(Énoncé de l'exercice): Selon l'extrait sur le harcèlement dans l'espace public, sur quoi se fondent souvent les caractéristiques présumées des personnes visées ?

(Extrait du texte):
◇ ◇ ◇ ◇ ◇ ◇ ◇

Harcèlement dans l'espace public
Le harcèlement dans l’espace public désigne un ensemble de comportements non désirés se manifestant dans les lieux publics. Ils peuvent prendre la forme de sollicitations non consenties, de commentaires déplacés, de regards insistants, de remarques sur l’apparence et l’habillement, de propositions indécentes, d'insultes et de menaces, mais aussi de frottements, d'attouchements, voire d’agressions.
Ces actes discriminent des individus sur la base de leur identité de genre1, de leur orientation sexuelle et affective, de leur appartenance raciale, ethnique, religieuse ou de leur(s) signe(s) religieux, de leur situation de handicap, de leur âge, de leur corpulence ou de leur classe sociale, et ce dès le plus jeune âge. À noter que ces caractéristiques sont généralement présumées, puisque souvent fondées sur la perspective d’inconnu·es à des fins d’attaque ou d’intimidation.

◇ ◇ ◇ ◇ ◇ ◇ ◇

(Entrées enregistrées):

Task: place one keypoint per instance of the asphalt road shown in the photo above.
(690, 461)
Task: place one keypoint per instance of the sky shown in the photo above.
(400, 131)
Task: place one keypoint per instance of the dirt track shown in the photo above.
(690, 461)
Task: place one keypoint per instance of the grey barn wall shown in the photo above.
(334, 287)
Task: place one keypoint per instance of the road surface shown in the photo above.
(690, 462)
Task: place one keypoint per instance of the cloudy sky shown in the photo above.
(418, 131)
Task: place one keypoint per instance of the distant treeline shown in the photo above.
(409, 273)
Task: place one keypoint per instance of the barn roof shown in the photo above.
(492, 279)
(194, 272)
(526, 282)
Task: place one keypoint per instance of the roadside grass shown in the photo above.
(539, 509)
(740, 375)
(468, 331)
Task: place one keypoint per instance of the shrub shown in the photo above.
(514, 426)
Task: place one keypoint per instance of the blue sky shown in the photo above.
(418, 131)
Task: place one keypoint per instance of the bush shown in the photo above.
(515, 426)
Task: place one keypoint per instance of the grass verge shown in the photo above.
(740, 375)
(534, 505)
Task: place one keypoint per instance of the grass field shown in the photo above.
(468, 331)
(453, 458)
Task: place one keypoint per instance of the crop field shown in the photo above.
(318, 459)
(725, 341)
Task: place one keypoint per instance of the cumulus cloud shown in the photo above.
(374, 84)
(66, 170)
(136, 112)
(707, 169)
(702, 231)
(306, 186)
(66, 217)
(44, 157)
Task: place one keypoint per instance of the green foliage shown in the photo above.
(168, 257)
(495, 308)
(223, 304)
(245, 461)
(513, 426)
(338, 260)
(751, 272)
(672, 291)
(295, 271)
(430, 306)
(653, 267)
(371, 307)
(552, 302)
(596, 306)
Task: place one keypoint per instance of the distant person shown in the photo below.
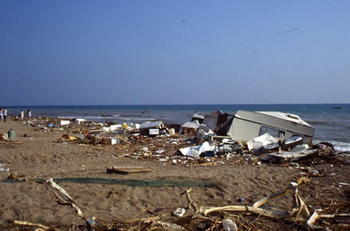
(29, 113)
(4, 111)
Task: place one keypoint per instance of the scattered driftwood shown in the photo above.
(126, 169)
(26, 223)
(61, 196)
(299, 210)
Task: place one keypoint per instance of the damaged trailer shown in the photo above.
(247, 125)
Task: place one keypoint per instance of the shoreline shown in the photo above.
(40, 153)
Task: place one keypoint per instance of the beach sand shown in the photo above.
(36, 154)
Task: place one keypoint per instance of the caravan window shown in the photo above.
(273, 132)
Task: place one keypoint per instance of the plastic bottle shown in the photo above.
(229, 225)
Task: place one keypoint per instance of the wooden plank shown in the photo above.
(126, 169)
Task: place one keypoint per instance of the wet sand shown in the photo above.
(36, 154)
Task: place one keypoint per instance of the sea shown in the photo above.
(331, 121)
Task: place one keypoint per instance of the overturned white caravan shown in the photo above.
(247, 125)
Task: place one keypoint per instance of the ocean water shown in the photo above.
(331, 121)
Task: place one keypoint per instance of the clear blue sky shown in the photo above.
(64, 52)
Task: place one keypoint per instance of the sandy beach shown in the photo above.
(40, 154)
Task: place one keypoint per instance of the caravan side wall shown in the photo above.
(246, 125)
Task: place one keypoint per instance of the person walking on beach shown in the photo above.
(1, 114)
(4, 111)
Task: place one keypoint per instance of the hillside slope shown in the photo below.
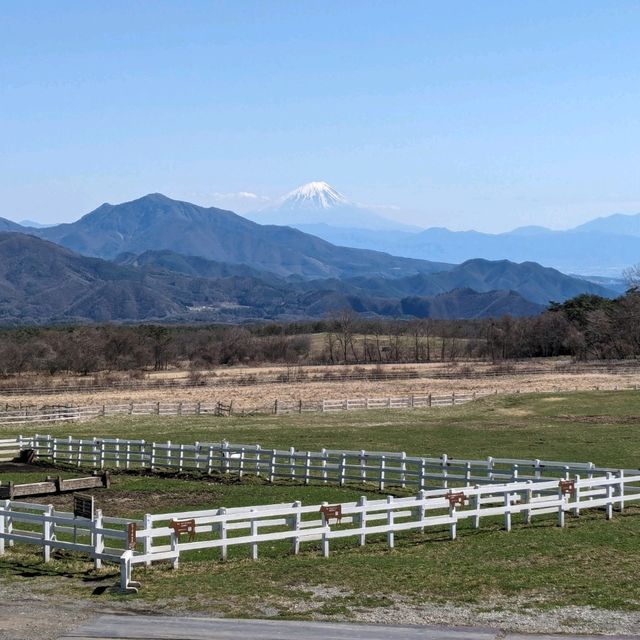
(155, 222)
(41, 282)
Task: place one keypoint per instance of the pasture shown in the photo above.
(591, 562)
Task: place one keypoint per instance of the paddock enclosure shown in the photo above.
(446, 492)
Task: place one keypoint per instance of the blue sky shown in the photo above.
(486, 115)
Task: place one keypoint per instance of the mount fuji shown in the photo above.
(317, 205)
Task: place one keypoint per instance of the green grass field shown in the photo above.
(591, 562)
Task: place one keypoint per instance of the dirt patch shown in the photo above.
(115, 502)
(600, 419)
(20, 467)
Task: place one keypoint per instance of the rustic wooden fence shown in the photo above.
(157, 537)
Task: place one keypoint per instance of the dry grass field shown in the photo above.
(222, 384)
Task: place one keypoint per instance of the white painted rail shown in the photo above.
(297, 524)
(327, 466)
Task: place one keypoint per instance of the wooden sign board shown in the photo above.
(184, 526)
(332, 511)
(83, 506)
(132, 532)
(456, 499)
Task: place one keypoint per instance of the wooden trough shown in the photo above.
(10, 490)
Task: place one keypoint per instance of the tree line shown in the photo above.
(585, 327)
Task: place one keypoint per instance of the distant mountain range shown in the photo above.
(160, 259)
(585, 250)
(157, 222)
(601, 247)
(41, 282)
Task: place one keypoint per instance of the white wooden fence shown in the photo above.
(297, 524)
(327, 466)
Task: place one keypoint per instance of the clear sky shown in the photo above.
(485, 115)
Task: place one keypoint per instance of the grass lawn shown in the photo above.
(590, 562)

◇ ◇ ◇ ◇ ◇ ◇ ◇

(Réponse attendue): Sur la perspective d'inconnu·es, à des fins d'attaque ou d'intimidation.